**Task brief:** The expected result is every entry, retyped character for character.

**Referring expression pointing data:**
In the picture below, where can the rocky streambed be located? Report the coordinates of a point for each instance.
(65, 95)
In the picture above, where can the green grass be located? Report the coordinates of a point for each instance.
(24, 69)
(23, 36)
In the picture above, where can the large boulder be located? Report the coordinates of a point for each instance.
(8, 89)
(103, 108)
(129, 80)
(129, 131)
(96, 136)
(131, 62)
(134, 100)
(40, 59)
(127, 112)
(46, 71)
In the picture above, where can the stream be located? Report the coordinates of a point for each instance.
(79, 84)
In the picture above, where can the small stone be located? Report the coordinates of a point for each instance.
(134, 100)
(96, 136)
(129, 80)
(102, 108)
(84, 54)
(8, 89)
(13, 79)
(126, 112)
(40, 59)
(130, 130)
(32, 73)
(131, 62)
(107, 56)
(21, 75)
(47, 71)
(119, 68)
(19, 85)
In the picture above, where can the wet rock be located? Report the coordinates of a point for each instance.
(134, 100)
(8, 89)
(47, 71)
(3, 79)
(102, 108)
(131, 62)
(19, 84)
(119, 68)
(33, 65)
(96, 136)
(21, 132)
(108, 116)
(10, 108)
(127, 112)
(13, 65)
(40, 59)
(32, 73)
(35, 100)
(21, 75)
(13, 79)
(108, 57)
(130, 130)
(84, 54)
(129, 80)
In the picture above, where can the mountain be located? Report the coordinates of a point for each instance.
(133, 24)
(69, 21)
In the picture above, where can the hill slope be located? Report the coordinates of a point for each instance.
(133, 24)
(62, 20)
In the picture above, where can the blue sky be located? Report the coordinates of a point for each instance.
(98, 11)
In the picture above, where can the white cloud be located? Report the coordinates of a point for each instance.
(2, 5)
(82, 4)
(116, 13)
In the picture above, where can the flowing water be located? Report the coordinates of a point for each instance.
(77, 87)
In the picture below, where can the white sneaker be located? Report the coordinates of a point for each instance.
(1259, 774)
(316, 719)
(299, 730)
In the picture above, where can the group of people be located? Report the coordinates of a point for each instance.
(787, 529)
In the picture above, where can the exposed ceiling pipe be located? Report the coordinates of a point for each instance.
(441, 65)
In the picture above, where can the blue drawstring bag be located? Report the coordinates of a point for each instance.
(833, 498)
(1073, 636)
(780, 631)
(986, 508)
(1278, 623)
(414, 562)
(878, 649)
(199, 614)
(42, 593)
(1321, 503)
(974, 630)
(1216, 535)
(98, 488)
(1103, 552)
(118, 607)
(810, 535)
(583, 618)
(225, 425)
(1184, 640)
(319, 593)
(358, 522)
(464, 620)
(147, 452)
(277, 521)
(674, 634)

**Your response:**
In the picture below, where can the rocky streambed be located? Report the coordinates of a point for each instance.
(65, 95)
In the picture above, where can the green grass be located? Report the coordinates of a point for each instance.
(24, 69)
(23, 36)
In the picture above, where can the large boulder be located? Report the coordinates of a point for each instance.
(8, 89)
(103, 108)
(129, 80)
(129, 131)
(96, 136)
(131, 62)
(134, 100)
(40, 59)
(127, 112)
(46, 71)
In the picture above, where can the stream be located? Report the coordinates of a point for each instance.
(79, 84)
In the picture above, where can the small stone be located? Report the coordinates of a point for each instance.
(134, 100)
(96, 136)
(129, 80)
(102, 108)
(84, 54)
(8, 89)
(13, 79)
(126, 112)
(40, 59)
(130, 130)
(32, 73)
(131, 62)
(107, 56)
(21, 75)
(47, 71)
(119, 68)
(19, 85)
In the picture above, where can the wet rock be located? Report the coordinates of a point for each instance.
(134, 100)
(8, 89)
(47, 71)
(3, 79)
(102, 108)
(131, 62)
(19, 84)
(119, 68)
(33, 65)
(96, 136)
(21, 132)
(108, 116)
(10, 108)
(127, 112)
(13, 65)
(40, 59)
(32, 73)
(35, 100)
(21, 75)
(13, 79)
(108, 57)
(130, 130)
(84, 54)
(129, 80)
In the picture above, where can the mountain be located? Report the coordinates of a point for each instance.
(133, 24)
(69, 21)
In the picture above, where can the hill slope be located? Report the coordinates of a point for each instance.
(133, 24)
(62, 20)
In the picture above, where can the blue sky be located? Report the coordinates of a point for each instance.
(98, 11)
In the picture above, where can the white cloud be located? Report the coordinates of a point for each instance.
(2, 5)
(82, 4)
(116, 13)
In the picture above, where can the flowing water be located? Report the coordinates of a point for each instance.
(77, 87)
In the picture below, where can the white sneaker be located? Report the coordinates of a point for each instance.
(1259, 774)
(316, 719)
(299, 730)
In the picture above, where can the group of people be located? Report the coordinates of a point for each instance.
(787, 529)
In the picture above, where can the exposed ceiling pipe be located? Report the coordinates of a point for each instance.
(441, 65)
In the picture above, where can the blue drawstring bag be located? Report the coordinates of a point for each instance.
(833, 498)
(1073, 636)
(780, 631)
(986, 508)
(1278, 623)
(414, 562)
(878, 649)
(199, 614)
(42, 593)
(1321, 503)
(974, 630)
(1216, 535)
(98, 488)
(1103, 552)
(118, 607)
(810, 535)
(583, 618)
(225, 425)
(1184, 640)
(319, 593)
(358, 522)
(464, 620)
(147, 452)
(277, 521)
(674, 634)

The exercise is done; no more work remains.